[Your assignment]
Copy each line of the entries that contains the word "ring".

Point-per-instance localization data
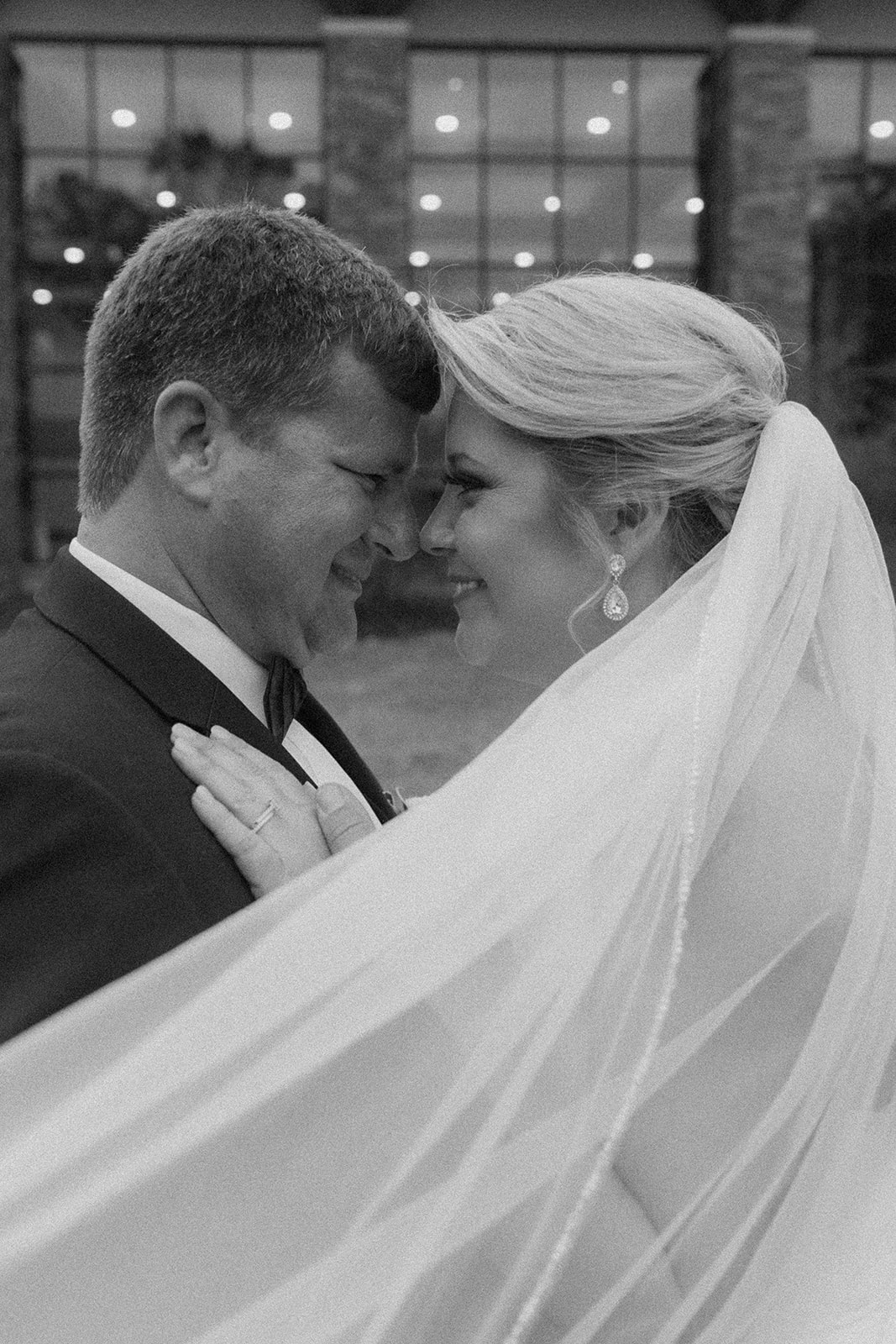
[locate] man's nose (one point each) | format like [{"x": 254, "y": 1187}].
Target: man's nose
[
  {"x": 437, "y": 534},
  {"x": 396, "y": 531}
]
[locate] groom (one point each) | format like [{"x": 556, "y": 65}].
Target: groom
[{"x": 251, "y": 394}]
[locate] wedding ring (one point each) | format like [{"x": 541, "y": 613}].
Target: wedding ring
--
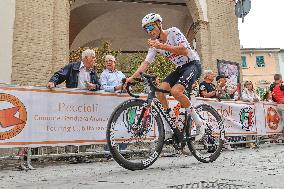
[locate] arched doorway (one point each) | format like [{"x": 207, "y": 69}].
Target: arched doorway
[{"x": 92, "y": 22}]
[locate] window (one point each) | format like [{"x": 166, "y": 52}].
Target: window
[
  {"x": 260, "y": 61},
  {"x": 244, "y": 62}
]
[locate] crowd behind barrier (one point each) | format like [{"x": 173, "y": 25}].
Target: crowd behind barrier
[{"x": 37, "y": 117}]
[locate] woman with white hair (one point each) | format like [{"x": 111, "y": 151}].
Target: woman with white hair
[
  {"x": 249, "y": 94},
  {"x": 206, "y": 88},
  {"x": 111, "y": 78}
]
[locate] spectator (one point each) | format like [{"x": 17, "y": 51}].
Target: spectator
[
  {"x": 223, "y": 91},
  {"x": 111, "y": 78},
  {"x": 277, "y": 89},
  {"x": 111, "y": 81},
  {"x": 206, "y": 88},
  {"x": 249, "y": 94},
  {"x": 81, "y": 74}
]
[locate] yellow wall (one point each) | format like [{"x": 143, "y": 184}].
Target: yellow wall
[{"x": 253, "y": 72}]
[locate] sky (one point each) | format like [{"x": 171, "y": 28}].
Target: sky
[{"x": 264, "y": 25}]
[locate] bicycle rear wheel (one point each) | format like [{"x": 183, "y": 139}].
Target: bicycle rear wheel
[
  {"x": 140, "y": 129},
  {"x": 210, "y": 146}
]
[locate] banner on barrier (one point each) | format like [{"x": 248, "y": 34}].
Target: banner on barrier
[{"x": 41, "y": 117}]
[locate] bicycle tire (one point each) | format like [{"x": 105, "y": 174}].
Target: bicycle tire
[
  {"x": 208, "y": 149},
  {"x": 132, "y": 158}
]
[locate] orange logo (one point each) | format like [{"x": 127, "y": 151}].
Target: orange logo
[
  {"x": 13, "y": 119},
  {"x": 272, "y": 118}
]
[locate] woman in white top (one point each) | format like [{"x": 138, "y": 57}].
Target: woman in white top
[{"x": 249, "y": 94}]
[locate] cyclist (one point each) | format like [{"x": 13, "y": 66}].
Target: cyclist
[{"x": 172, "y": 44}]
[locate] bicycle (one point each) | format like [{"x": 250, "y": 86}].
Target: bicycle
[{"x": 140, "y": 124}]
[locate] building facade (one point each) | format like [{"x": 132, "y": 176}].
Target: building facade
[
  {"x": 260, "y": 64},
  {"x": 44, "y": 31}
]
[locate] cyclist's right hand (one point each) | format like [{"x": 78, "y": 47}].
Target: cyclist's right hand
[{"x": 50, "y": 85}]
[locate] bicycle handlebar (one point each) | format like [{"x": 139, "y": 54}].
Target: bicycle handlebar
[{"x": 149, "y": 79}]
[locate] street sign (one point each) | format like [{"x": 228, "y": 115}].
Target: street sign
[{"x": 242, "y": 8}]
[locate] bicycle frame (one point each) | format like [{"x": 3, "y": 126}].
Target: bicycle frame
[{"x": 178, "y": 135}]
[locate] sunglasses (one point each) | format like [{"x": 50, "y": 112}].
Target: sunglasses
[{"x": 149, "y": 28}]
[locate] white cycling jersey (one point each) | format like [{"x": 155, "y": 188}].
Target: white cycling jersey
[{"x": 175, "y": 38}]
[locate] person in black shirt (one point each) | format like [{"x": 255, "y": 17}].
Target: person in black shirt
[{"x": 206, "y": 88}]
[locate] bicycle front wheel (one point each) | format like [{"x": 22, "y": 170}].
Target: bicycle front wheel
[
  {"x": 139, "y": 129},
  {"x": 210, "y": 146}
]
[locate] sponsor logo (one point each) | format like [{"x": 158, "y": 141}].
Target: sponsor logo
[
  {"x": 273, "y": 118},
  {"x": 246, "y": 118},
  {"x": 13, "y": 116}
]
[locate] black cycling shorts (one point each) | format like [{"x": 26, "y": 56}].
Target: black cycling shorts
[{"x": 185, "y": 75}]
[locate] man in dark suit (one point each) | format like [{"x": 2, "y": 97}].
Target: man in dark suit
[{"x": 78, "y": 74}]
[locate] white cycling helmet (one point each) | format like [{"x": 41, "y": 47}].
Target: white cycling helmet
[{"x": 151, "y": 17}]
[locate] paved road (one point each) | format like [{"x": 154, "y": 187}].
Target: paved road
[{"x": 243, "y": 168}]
...
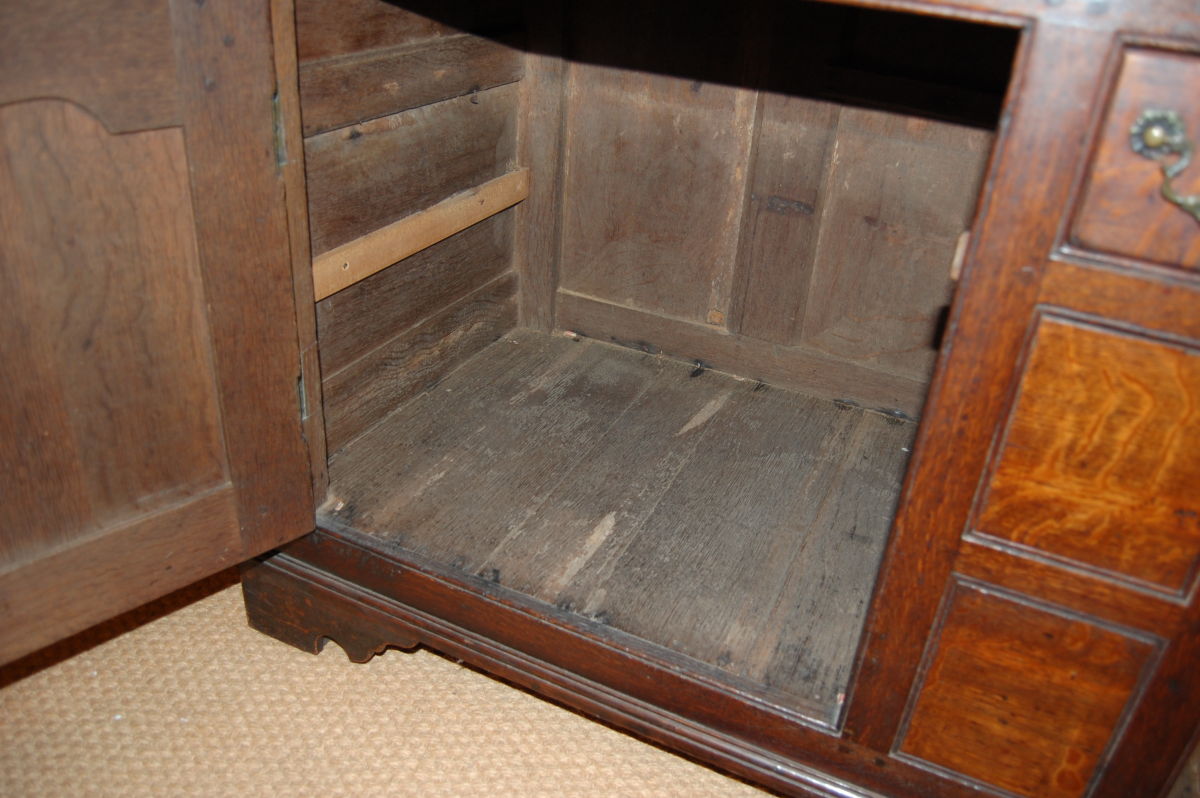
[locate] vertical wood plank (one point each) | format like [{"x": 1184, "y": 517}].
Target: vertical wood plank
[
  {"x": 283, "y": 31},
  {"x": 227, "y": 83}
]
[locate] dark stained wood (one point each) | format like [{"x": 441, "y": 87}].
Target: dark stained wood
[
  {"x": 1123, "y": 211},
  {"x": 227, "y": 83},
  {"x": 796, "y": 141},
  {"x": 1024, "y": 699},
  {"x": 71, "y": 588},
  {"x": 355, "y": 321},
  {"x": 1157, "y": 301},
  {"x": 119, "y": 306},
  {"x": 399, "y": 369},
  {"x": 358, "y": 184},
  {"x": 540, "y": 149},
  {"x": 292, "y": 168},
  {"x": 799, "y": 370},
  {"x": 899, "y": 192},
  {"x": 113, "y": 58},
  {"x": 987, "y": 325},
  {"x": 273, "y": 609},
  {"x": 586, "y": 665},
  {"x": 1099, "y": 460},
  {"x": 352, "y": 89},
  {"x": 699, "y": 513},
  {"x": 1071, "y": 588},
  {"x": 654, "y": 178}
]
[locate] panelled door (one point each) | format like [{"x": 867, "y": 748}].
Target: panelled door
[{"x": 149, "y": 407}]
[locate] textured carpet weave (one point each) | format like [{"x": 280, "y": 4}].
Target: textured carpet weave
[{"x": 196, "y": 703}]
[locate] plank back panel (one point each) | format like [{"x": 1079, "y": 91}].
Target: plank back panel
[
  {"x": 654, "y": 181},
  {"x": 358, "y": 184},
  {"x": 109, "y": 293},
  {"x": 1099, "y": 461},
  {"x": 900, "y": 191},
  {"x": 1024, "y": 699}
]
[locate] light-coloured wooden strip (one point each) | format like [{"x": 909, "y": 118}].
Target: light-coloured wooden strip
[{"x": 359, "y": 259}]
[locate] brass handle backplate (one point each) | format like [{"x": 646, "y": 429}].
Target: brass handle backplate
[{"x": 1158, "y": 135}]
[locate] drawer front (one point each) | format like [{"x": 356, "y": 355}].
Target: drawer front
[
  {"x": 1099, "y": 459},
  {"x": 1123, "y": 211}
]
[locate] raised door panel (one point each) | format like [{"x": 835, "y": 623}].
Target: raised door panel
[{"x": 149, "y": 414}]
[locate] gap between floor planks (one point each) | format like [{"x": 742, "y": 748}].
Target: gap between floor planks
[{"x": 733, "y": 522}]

[Task answer]
[locate] wedding ring (one point each) | format like [{"x": 541, "y": 613}].
Target: wedding ring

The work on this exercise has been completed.